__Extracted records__
* * *
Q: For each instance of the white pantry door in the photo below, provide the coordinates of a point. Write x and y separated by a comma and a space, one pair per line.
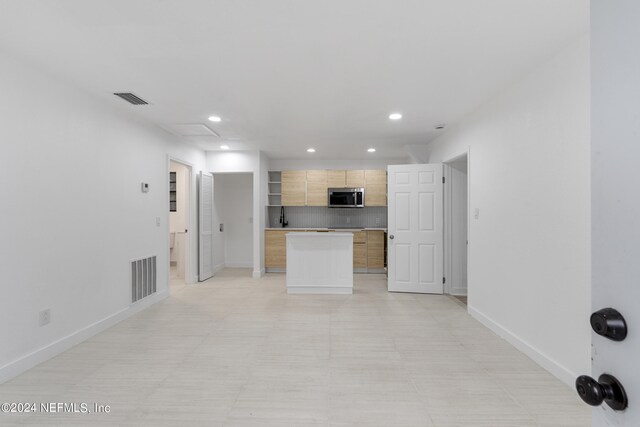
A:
415, 237
615, 197
205, 229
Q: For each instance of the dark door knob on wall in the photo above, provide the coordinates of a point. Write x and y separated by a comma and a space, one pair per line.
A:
607, 389
609, 323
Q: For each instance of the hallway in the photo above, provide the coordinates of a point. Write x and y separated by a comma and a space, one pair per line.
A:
237, 351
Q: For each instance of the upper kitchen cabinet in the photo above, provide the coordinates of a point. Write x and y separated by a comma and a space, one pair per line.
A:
355, 178
375, 188
317, 185
309, 187
294, 188
336, 179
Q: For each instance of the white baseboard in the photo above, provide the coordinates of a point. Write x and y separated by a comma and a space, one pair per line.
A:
546, 362
24, 363
241, 264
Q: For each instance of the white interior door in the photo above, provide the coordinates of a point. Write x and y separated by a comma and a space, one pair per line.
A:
415, 213
205, 222
615, 203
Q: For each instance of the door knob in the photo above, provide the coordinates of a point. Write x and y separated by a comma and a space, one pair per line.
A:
607, 389
609, 323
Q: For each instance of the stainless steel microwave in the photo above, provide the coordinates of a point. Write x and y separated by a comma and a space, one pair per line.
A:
346, 198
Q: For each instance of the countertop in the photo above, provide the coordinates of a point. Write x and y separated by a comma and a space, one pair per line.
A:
324, 229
* * *
__Aim of the exercise__
Edit the listing above by changing every "door knob" to "doorknob" and keeping everything else the same. Leave the pictures out of your version.

__Reply to the task__
Q: For each instance of the white pantry door in the photo below, provide the coordinates of a point. Write x and y separated by a comma and a space, one pair per line.
A:
415, 237
615, 197
205, 229
Q: For each instance of the dark doorknob on wall in the photo above, provide the coordinates of a point. Write x and y separated by a comma and a space, one pair per line.
A:
607, 389
609, 323
Q: For each instance of the hallway in the photo above, provide the coordinates of a point. Write x and y separated by a comma and a space, one pair per line.
A:
237, 351
Q: For each instance of the upper kitchen cabinet in the photo above, provide the coordinates of a point. Write x and y separated by a comma and a space, one pair per line.
A:
355, 178
375, 188
317, 185
309, 187
294, 188
336, 179
Q: For each instance of the white baseboard in the photo above, provide the coordinates of a point. Write x and y separated by a comma and a space, one pair per line.
A:
546, 362
24, 363
241, 264
Q: For each instance of the white interior door in the photo above, provide the coordinates of a point. Write x and y separated by a comma and a space, one pair per line.
A:
415, 213
205, 222
615, 203
Q: For each instance of the doorknob in the photo above, provide the coordinates of a point. Write x and y separated by a comma and a space, one pair per line.
A:
607, 389
609, 323
Q: For each instance of the stainless steel microwave in the photo above, provide the coordinates of a point. Write x and y separated by a comma and a space, one pair per line.
A:
346, 198
Q: For each instance of the countertop in the photo above, provide the coordinates of a point. Write x and y separated by a comma and a space, one pair per line.
A:
324, 229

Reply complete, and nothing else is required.